Exactly as written, return every line of the data below apart from the pictures.

• **MATERIAL SHOWN**
········

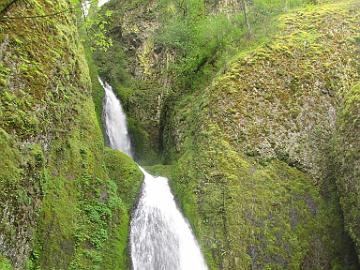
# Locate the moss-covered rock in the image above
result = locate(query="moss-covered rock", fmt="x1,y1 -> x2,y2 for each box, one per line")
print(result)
161,1 -> 360,268
0,1 -> 143,269
0,256 -> 13,270
1,0 -> 359,269
104,148 -> 143,207
335,81 -> 360,261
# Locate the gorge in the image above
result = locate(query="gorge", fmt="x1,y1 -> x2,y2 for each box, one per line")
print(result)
100,77 -> 207,269
0,0 -> 359,269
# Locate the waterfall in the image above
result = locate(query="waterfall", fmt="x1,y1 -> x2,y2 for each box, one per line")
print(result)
99,78 -> 208,270
97,0 -> 110,7
81,0 -> 110,17
100,78 -> 133,157
81,0 -> 90,17
130,168 -> 208,270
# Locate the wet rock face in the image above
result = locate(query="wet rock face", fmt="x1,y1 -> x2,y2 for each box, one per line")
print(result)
335,82 -> 360,260
93,1 -> 172,158
160,2 -> 360,269
95,0 -> 243,160
104,0 -> 163,79
0,1 -> 92,268
201,5 -> 359,181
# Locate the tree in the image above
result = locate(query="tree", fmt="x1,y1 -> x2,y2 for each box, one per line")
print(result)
80,0 -> 113,51
239,0 -> 251,36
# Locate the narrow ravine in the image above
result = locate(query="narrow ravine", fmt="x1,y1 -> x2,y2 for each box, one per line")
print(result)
99,78 -> 208,270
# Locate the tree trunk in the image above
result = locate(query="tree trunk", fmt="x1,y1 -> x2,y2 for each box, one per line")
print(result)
240,0 -> 251,37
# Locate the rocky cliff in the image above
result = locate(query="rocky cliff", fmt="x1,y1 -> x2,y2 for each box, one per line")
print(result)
0,1 -> 142,269
0,0 -> 359,269
160,1 -> 360,268
95,0 -> 360,269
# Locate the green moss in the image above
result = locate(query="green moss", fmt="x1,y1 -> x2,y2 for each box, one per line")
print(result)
0,129 -> 21,184
0,1 -> 144,269
160,1 -> 360,268
335,81 -> 360,260
99,201 -> 130,270
84,44 -> 105,128
138,38 -> 154,76
1,0 -> 359,269
104,148 -> 143,207
0,0 -> 14,13
32,174 -> 77,269
127,116 -> 161,164
0,256 -> 13,270
100,149 -> 143,270
30,101 -> 142,270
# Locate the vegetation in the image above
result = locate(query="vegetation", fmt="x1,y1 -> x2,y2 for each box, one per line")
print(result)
92,0 -> 327,165
158,0 -> 360,268
0,0 -> 359,269
0,1 -> 142,269
0,256 -> 13,270
155,0 -> 321,90
335,81 -> 360,261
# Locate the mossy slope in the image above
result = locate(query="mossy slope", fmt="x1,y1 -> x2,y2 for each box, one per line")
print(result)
0,1 -> 142,269
161,1 -> 360,269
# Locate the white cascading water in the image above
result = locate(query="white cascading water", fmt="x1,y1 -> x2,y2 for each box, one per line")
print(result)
81,0 -> 110,17
130,168 -> 208,270
99,78 -> 132,157
81,0 -> 91,17
97,0 -> 110,6
99,78 -> 208,270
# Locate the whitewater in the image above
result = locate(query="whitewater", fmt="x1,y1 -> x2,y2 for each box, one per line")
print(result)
99,78 -> 208,270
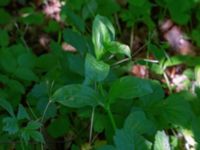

········

• **YOUR RESPONSE**
# Locate the moss-covered rock in the image above
result = locate(query="moss-covered rock", fmt="x1,y1 -> x2,y2 for each box, one per line")
print(result)
161,1 -> 360,268
0,1 -> 143,269
0,256 -> 13,270
1,0 -> 359,269
104,148 -> 143,207
335,81 -> 360,261
# Locate the gorge in the image above
result = locate(query="gorge", fmt="x1,y1 -> x2,y2 for each box, one per line")
print(result)
100,77 -> 207,269
0,0 -> 359,269
# Locate the waterfall in the image above
result = locate(query="waterfall", fmt="x1,y1 -> x2,y2 for each box, one per line")
print(result)
99,78 -> 208,270
97,0 -> 110,7
81,0 -> 110,17
100,78 -> 133,157
81,0 -> 90,17
130,168 -> 208,270
# Locate the wet rock face in the image above
result = locate(query="wet rock face", fmt="x1,y1 -> x2,y2 for each box, one per line")
print(result)
335,82 -> 360,260
93,1 -> 172,158
160,2 -> 360,269
95,0 -> 243,160
104,0 -> 163,79
0,1 -> 92,268
201,5 -> 359,181
# Locate the tree in the image above
result = locate(query="tree", fmt="x1,y1 -> x2,y2 for each box, one per line")
print(result)
80,0 -> 113,51
239,0 -> 251,36
# Locate the narrow ravine in the image above
result = locate(query="narrow ravine", fmt="x1,y1 -> x2,y2 for each box, one per line")
print(result)
99,78 -> 208,270
# Locate the tree trunk in the image above
result = locate(query="tree trunk", fmt="x1,y1 -> x2,y2 for each box, one per line")
print(result)
240,0 -> 251,37
# Locate the rocky cliff in the image above
result = locate(query="rocky cliff", fmt="x1,y1 -> x2,y2 for each box, one per line")
print(result)
0,1 -> 142,269
0,0 -> 359,269
160,1 -> 360,268
95,0 -> 360,269
# Locate the green moss in the image above
result = locate(query="green moss", fmt="x1,y1 -> x2,y2 for each box, one per line")
print(result)
0,129 -> 21,184
0,1 -> 144,269
160,1 -> 360,268
335,81 -> 360,260
99,201 -> 130,270
84,44 -> 105,128
138,38 -> 154,76
1,0 -> 359,269
104,148 -> 143,207
0,0 -> 14,13
32,174 -> 77,269
127,116 -> 161,164
0,256 -> 13,270
100,149 -> 143,270
30,101 -> 142,270
# Locate the vegetation in the image above
result = locate(query="vegetation", fmt="x1,y1 -> x2,y2 for each box, one per line")
print(result)
92,0 -> 327,165
158,0 -> 360,268
0,0 -> 359,269
0,1 -> 142,269
0,256 -> 13,270
155,0 -> 321,90
335,81 -> 360,261
# Locate the mossy slope in the image above
result = locate(query="mossy slope", fmt="x1,y1 -> x2,y2 for each box, one per line")
print(result)
0,1 -> 142,269
161,1 -> 360,269
# Locate the white cascading water in the image above
result = locate(query="white cascading water", fmt="x1,y1 -> x2,y2 for each box, one per line")
print(result)
81,0 -> 110,17
130,168 -> 208,270
99,78 -> 132,157
81,0 -> 91,17
97,0 -> 110,6
99,78 -> 208,270
# Locate the whitewater in the image above
result = locate(query="whitewater", fmt="x1,y1 -> x2,y2 for each box, one per line")
print(result)
99,78 -> 208,270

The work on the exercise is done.